* [Aim] Can you rewrite the items below, from the line containing "Exercise. Put one point on each instance of the yellow" through the line containing "point(716, 288)", inclusive, so that "ice hockey" replaces "hockey" and nothing else changes?

━━ Records ━━

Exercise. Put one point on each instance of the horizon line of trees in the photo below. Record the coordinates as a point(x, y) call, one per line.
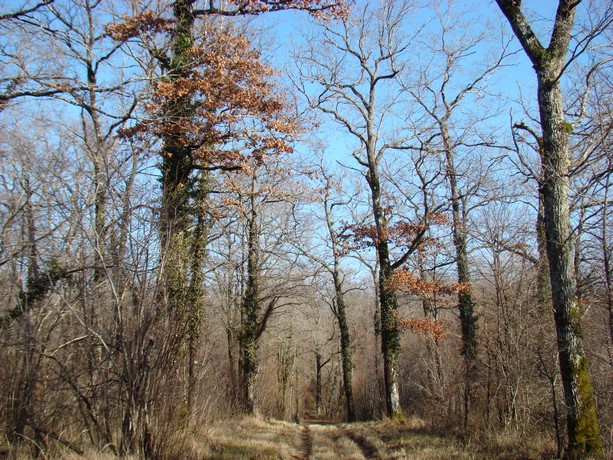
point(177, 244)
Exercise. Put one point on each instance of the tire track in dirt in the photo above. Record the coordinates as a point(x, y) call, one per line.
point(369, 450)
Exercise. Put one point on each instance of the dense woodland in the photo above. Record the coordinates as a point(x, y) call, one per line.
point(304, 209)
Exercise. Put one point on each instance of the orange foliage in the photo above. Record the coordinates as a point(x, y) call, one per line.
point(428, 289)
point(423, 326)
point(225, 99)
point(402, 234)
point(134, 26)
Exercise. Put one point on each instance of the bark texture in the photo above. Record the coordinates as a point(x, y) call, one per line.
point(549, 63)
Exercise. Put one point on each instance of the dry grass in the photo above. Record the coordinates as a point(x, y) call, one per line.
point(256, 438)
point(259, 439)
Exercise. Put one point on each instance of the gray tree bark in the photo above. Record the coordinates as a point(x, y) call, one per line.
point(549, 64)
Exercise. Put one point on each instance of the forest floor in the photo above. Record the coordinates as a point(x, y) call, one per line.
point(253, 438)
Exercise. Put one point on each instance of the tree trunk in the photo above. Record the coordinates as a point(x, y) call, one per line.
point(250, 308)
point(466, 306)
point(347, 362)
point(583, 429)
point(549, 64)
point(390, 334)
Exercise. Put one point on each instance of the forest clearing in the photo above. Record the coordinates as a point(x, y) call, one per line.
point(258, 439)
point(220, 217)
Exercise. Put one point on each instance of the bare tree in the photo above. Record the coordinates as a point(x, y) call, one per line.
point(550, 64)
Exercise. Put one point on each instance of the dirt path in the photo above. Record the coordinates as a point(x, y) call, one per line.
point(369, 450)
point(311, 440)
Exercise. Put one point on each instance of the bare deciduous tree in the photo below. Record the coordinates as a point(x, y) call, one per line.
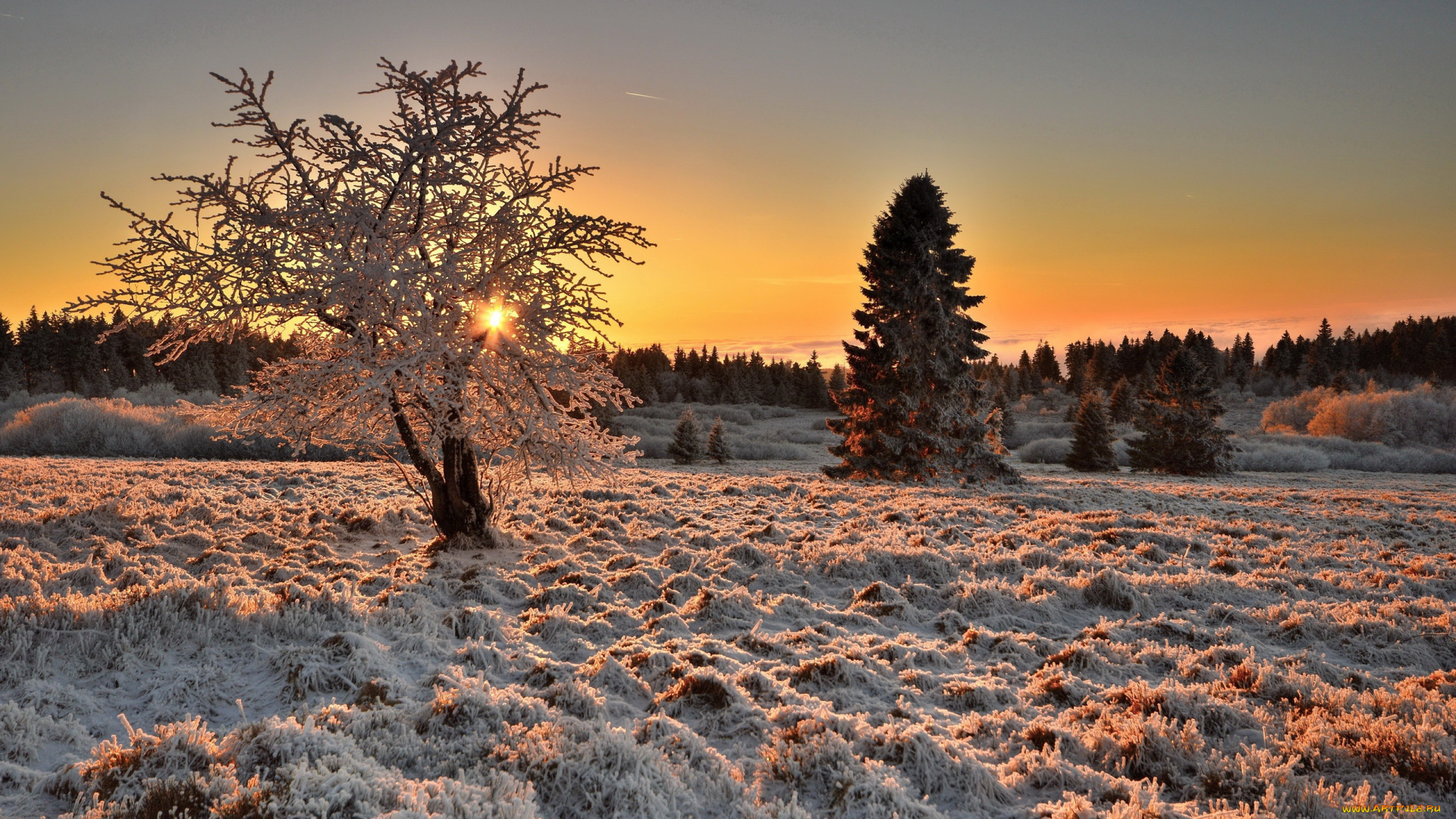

━━━
━━ Records ━━

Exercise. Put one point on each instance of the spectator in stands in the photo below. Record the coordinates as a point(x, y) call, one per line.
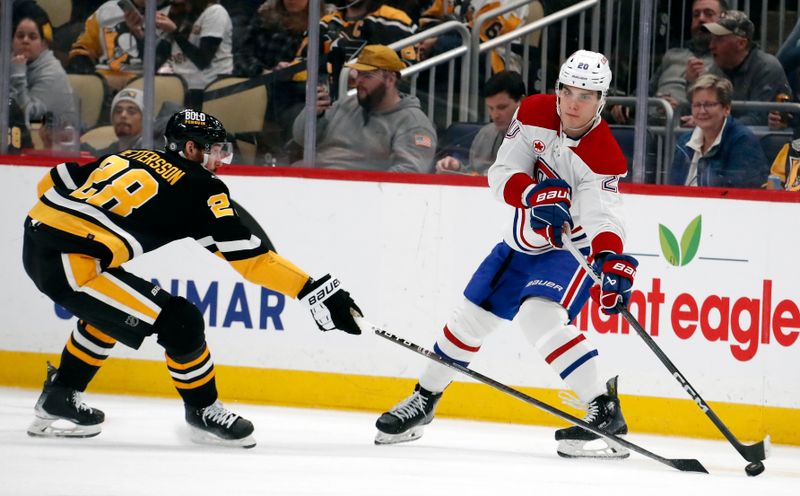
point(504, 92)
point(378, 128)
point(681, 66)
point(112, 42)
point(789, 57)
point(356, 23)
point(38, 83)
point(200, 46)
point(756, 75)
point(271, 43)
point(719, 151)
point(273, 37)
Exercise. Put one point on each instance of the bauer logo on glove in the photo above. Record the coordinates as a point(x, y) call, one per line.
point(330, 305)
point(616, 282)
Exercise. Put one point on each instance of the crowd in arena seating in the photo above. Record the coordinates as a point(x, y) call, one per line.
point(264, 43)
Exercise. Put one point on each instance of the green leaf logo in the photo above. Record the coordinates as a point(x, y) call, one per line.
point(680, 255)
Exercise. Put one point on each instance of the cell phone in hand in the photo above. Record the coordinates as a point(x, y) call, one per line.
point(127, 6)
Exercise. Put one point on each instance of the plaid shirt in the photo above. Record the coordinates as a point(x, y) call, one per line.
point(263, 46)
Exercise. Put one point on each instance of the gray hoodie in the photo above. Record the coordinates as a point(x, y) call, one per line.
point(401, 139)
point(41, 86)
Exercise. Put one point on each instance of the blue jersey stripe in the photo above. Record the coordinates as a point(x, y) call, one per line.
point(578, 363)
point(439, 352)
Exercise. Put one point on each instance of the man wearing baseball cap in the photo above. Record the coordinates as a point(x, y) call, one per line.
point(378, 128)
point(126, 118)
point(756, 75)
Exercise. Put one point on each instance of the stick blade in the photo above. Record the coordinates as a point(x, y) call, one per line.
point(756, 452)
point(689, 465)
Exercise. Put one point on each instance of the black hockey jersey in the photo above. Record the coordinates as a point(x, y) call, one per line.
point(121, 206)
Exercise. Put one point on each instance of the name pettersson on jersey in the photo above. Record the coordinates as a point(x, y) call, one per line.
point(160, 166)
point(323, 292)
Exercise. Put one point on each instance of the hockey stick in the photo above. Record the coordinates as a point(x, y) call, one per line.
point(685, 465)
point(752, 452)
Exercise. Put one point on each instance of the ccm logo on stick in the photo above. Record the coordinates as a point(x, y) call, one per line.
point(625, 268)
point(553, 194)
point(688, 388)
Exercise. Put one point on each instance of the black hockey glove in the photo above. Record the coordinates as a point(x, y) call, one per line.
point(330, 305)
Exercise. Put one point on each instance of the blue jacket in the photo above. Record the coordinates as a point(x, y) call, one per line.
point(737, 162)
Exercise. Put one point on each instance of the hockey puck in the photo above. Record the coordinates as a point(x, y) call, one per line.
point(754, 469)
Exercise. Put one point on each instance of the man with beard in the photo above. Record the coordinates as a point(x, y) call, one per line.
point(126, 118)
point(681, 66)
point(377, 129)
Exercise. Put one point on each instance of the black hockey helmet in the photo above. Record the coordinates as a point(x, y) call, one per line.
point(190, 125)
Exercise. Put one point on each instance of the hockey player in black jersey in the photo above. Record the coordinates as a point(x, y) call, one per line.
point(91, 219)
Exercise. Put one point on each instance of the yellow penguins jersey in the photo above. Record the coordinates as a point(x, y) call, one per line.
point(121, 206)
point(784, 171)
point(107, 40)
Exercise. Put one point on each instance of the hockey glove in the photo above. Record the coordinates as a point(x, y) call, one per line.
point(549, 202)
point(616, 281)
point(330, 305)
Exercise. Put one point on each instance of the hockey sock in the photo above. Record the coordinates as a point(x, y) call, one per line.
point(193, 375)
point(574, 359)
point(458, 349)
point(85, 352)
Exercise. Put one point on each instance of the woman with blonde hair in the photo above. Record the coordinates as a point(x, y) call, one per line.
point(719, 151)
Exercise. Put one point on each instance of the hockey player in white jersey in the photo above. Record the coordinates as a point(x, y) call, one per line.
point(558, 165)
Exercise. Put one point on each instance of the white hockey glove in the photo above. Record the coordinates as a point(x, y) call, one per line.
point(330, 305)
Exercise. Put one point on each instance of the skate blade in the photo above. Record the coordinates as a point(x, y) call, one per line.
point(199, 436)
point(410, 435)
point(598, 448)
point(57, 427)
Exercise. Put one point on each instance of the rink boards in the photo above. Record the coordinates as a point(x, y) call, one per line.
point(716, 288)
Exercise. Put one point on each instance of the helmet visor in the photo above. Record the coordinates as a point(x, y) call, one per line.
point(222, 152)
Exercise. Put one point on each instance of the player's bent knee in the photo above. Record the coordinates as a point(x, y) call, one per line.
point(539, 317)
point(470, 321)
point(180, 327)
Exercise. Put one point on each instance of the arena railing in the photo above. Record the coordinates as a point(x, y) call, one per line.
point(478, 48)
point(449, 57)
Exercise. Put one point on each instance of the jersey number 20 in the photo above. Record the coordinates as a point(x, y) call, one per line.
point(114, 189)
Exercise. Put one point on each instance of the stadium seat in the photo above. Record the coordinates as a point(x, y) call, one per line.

━━━

* [Exercise result]
Exercise. Put one point on each instance of the yellow penguins jersey in the photo above. Record the coordinates as a point(x, y) call, one per line.
point(121, 206)
point(784, 171)
point(107, 40)
Exercise. Put one point on each instance of the ice hockey glove in the photo above. Record the coordinates as a point(x, y) call, one per line.
point(549, 202)
point(616, 281)
point(330, 305)
Exercise. Put one point on each instance of the ice hockey sock in the photo above. Record the coordinates as a point(x, y) call, one per line.
point(193, 375)
point(574, 359)
point(458, 349)
point(85, 352)
Exercise. Put one point on each instance of the woman with blonde hair in the photo above. Record the coordinates as a point(x, y) call, one per line.
point(719, 151)
Exercise. Put one point on each instance of the ice hockey player in white jersey in the photo above. Record the coordinates as a point(x, y) call, one per line.
point(558, 165)
Exercise. Put one point on each instance of the white ice hockey glove in the photo above. Record the coordinates as a point(x, y) call, one per line.
point(330, 305)
Exercise. Put one point on each instance of the skate blade in the photo above. Record the coordinates as a point(x, y) call, one per line.
point(199, 436)
point(410, 435)
point(598, 448)
point(57, 427)
Exercise. Put one point on each instance of the rink boards in the photo above. Record the coordinates as a point(x, y) call, one per line.
point(716, 288)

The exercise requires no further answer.